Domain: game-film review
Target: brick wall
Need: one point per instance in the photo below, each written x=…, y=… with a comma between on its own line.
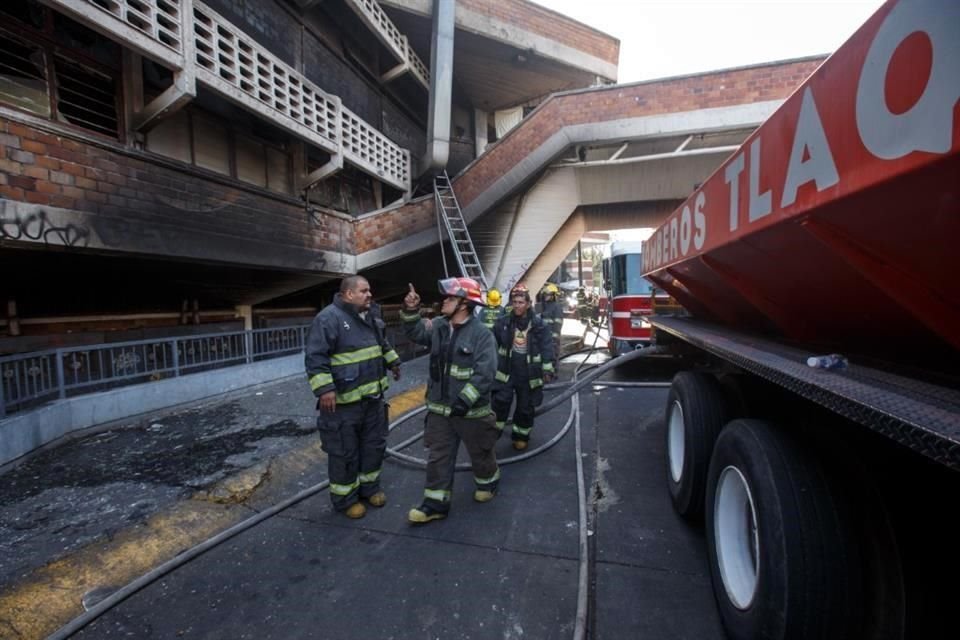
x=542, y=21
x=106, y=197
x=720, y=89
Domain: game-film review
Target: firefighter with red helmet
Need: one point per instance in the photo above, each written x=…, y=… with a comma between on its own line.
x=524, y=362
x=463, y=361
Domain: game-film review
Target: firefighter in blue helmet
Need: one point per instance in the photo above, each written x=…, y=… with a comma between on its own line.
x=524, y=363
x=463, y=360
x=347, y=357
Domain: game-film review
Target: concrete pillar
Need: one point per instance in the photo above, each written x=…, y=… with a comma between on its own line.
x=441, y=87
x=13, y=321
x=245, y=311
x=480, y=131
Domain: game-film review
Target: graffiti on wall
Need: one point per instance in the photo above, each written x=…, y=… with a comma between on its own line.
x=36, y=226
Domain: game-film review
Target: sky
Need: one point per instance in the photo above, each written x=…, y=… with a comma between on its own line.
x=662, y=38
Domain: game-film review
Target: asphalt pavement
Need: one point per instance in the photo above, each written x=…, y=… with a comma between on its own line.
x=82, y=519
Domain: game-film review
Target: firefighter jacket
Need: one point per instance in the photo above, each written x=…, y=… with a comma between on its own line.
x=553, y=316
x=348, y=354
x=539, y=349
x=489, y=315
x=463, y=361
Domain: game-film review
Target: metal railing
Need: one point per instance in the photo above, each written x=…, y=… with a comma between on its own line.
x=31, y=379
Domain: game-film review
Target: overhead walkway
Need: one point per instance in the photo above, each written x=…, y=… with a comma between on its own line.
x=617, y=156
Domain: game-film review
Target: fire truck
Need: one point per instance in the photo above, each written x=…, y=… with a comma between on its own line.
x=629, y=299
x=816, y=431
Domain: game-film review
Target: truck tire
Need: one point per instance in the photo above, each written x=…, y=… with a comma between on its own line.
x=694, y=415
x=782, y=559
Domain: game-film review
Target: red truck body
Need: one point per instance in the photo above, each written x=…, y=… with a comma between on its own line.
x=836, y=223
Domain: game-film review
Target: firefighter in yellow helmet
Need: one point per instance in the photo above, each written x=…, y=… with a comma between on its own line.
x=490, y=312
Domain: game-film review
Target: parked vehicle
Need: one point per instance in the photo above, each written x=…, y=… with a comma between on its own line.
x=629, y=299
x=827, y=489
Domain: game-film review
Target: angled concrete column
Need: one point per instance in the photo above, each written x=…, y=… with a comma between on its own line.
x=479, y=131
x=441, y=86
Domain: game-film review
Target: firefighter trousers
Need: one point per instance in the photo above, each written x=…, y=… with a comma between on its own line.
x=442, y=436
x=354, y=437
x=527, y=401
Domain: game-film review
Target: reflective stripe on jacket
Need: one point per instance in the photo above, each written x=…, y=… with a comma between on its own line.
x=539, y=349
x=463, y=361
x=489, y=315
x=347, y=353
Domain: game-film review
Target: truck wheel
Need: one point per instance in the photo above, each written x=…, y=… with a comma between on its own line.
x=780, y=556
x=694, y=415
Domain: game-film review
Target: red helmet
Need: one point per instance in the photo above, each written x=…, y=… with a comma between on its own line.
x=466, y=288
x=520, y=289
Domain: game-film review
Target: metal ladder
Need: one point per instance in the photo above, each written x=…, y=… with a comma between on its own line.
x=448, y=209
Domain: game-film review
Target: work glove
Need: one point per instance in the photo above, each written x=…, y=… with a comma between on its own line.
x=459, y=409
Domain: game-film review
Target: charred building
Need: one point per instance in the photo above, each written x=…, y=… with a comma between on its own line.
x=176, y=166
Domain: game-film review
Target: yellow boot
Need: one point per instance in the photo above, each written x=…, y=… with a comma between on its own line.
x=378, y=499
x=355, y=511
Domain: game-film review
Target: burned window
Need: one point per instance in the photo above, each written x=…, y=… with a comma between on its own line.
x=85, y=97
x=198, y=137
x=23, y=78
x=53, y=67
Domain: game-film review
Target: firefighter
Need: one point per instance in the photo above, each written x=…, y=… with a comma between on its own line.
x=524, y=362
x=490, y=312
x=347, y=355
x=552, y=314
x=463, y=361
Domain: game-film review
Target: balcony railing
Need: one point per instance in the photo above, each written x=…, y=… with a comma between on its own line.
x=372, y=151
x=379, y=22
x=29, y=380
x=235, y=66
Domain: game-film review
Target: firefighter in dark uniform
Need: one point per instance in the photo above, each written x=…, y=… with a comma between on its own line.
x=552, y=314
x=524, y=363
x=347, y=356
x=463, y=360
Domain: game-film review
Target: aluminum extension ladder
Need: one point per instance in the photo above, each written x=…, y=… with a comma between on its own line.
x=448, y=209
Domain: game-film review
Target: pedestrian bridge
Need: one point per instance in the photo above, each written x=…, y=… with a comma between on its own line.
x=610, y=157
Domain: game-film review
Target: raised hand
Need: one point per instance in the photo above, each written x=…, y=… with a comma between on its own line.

____

◆ Work instructions: Rewrite all of the entries above as a numbered list, one line per number, with no blank lines and no pictures.

◆ Solution to this exercise:
1. Domain: game-film review
2. Target: brick wall
3. Need: one point per instance in the photo below, each written x=…, y=… with a comma between on its own line.
4. x=542, y=21
5. x=106, y=197
6. x=720, y=89
7. Domain: game-film review
8. Target: firefighter with red helmet
9. Need: one point per instance in the photo above, each written x=…, y=… with a comma between on its own line.
10. x=524, y=362
11. x=463, y=361
12. Domain: game-film review
13. Target: firefighter in blue helmet
14. Need: one point per instance in the photo above, each written x=…, y=… with a comma between on its own line.
15. x=524, y=363
16. x=463, y=360
17. x=347, y=357
18. Domain: game-film review
19. Target: concrete pillar
20. Need: one point per instance in the photo above, each written x=…, y=… with a comma between on its own line.
21. x=441, y=87
22. x=13, y=321
23. x=245, y=311
24. x=480, y=131
25. Domain: game-film review
26. Target: graffiti on wall
27. Need: one point per instance in the photo above, each written x=…, y=… with a comma between on its own line.
28. x=36, y=226
29. Domain: game-film review
30. Target: sky
31. Need: one point per instance in the photo above, each written x=…, y=… with a comma between on its own line.
32. x=662, y=38
33. Domain: game-film review
34. Target: asphalt pavement
35. Need: one point per instance in the photo above, each written x=…, y=… with a comma between on its own line.
36. x=82, y=519
37. Domain: game-film review
38. Target: firefighter jacket
39. Need: one point per instance in the photo above, each written x=…, y=… with a comma between on its own line.
40. x=553, y=316
41. x=348, y=354
42. x=539, y=349
43. x=489, y=315
44. x=463, y=361
45. Domain: game-film review
46. Target: metal railing
47. Need: one point per instance in the photo above, each written x=…, y=… with a comma between on its own line.
48. x=31, y=379
49. Domain: game-film review
50. Target: overhead walkway
51. Need: one point per instance in the photo above, each written x=…, y=… with a comma between on its own line.
52. x=617, y=156
53. Domain: game-film review
54. Target: fire truck
55. Need: one point per instance in the photo above, each written x=…, y=… with a comma between on its own line.
56. x=629, y=299
57. x=816, y=431
58. Domain: game-film review
59. Target: truck tire
60. Need: one point per instance in the photo above, each written x=…, y=… with a comma between on its own line.
61. x=694, y=415
62. x=782, y=559
63. Domain: game-film review
64. Target: red truck body
65. Need: one point per instance in the photo above, each written x=…, y=… with a comma between on its own line.
66. x=836, y=223
67. Domain: game-film review
68. Target: firefighter in yellow helmet
69. Need: one point per instance in the photo above, each written x=…, y=… with a comma between on its own line.
70. x=490, y=312
71. Domain: game-film review
72. Target: parked vehicle
73. Need: one point per instance in the photo above, each written x=…, y=… with a comma between on its own line.
74. x=629, y=299
75. x=827, y=489
76. Domain: game-film review
77. Target: angled concrete column
78. Need: one point per instance in the photo above, each written x=…, y=… with a comma between on its own line.
79. x=479, y=131
80. x=441, y=86
81. Domain: game-film review
82. Target: firefighter trousers
83. Need: one point per instance in the photo above, each written x=…, y=… with a comma between on its own line.
84. x=442, y=436
85. x=354, y=437
86. x=527, y=401
87. Domain: game-film review
88. Target: reflective stripe on jacket
89. Need: one point per instance in the photo above, each written x=…, y=… with a comma between on its own line.
90. x=539, y=349
91. x=463, y=361
92. x=489, y=315
93. x=347, y=353
94. Domain: game-film review
95. Target: truck wheel
96. Need: one point per instance in the photo above, each written x=…, y=… with a comma between on its own line.
97. x=780, y=556
98. x=694, y=415
99. Domain: game-film review
100. Target: red helmet
101. Need: one point per instance in the photo above, each written x=…, y=… with a comma between on its own line.
102. x=466, y=288
103. x=520, y=289
104. Domain: game-film review
105. Target: metal ladder
106. Need: one point per instance in the photo above, each written x=…, y=… with a comma between on its own line.
107. x=448, y=209
108. Domain: game-film review
109. Target: work glove
110. Need: one point per instance in the photo above, each written x=…, y=… with a comma between on its own line.
111. x=459, y=409
112. Domain: game-film review
113. Target: charred building
114. Need: one point per instance in the photo above, each written x=…, y=… with a comma between on its own line.
115. x=176, y=166
116. Domain: game-film review
117. Target: yellow boot
118. Need: one point per instance in the photo above, each written x=…, y=… with a comma between on its own line.
119. x=378, y=499
120. x=355, y=511
121. Domain: game-film review
122. Target: burned window
123. Need: one point per instance in the photo above, each written x=…, y=… with a comma between on its own line.
124. x=85, y=97
125. x=198, y=137
126. x=23, y=78
127. x=53, y=67
128. Domain: game-film review
129. Target: firefighter
130. Need: one point per instance in the photo above, each written x=…, y=… with a comma between on its own line.
131. x=524, y=362
132. x=490, y=312
133. x=347, y=355
134. x=552, y=314
135. x=463, y=361
136. Domain: game-film review
137. Target: balcony railing
138. Need: one point per instance in the photo above, each written x=…, y=… with a comma between on its own line.
139. x=372, y=151
140. x=379, y=22
141. x=29, y=380
142. x=235, y=66
143. Domain: game-film review
144. Target: firefighter in dark uniform
145. Need: one point per instance in the photo above, each written x=…, y=… with a comma between on its own line.
146. x=552, y=314
147. x=524, y=363
148. x=347, y=356
149. x=463, y=360
150. Domain: game-film review
151. Target: aluminum extension ladder
152. Need: one point per instance in the photo above, each written x=…, y=… with a comma between on its own line.
153. x=448, y=209
154. Domain: game-film review
155. Target: pedestrian bridge
156. Need: one point per instance in the photo above, each written x=…, y=… with a comma between on its own line.
157. x=610, y=157
158. Domain: game-film review
159. Target: raised hand
160. Need: one point per instance in the photo above, each written x=…, y=… with a comma between on its own line.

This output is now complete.